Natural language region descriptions
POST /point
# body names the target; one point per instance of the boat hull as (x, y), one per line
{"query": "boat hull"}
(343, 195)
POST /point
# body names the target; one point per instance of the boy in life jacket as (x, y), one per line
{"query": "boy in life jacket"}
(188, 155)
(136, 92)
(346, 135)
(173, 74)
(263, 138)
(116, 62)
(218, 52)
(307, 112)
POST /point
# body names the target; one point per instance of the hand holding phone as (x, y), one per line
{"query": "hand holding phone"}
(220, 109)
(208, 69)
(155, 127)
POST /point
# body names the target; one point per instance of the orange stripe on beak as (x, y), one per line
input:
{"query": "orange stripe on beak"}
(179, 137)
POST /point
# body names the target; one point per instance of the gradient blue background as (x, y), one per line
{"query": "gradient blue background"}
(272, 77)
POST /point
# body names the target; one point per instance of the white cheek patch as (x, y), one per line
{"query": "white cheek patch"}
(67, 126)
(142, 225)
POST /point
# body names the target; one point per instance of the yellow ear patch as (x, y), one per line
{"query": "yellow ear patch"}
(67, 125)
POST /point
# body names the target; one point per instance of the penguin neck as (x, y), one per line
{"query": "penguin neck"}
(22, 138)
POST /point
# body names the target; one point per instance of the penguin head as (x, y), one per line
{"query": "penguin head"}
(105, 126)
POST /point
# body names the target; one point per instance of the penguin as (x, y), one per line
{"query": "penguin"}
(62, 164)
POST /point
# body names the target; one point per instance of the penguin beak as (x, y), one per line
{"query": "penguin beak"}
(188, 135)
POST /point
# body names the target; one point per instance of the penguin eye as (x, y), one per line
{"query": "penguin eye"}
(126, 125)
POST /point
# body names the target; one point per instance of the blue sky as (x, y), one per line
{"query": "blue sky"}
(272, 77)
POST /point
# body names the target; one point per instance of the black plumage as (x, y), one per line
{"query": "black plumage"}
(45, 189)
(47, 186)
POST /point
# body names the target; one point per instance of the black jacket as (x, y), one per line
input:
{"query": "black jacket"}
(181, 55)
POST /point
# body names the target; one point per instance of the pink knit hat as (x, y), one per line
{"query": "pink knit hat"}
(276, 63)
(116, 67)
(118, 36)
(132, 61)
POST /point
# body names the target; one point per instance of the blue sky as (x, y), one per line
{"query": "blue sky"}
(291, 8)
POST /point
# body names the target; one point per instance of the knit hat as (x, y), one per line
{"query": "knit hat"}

**Exercise details**. Only the lines from the one containing "black jacket as (x, y), one per line" to the end of the data should be printed, exactly as they stand.

**Answer to this problem**.
# body names the target; one point per instance of the black jacket as (x, y), one per line
input:
{"query": "black jacket"}
(181, 55)
POST /point
# body names the target; one point per instance of the pink knit hat as (x, y), one per line
{"query": "pink knit hat"}
(276, 63)
(116, 67)
(118, 36)
(132, 61)
POST /point
# body names the target; one point per instance of the blue sky as (x, y), one per line
{"query": "blue sky"}
(291, 8)
POST /point
# body names the target; one point per instance of the knit hat as (x, y), one per line
{"query": "knit hat"}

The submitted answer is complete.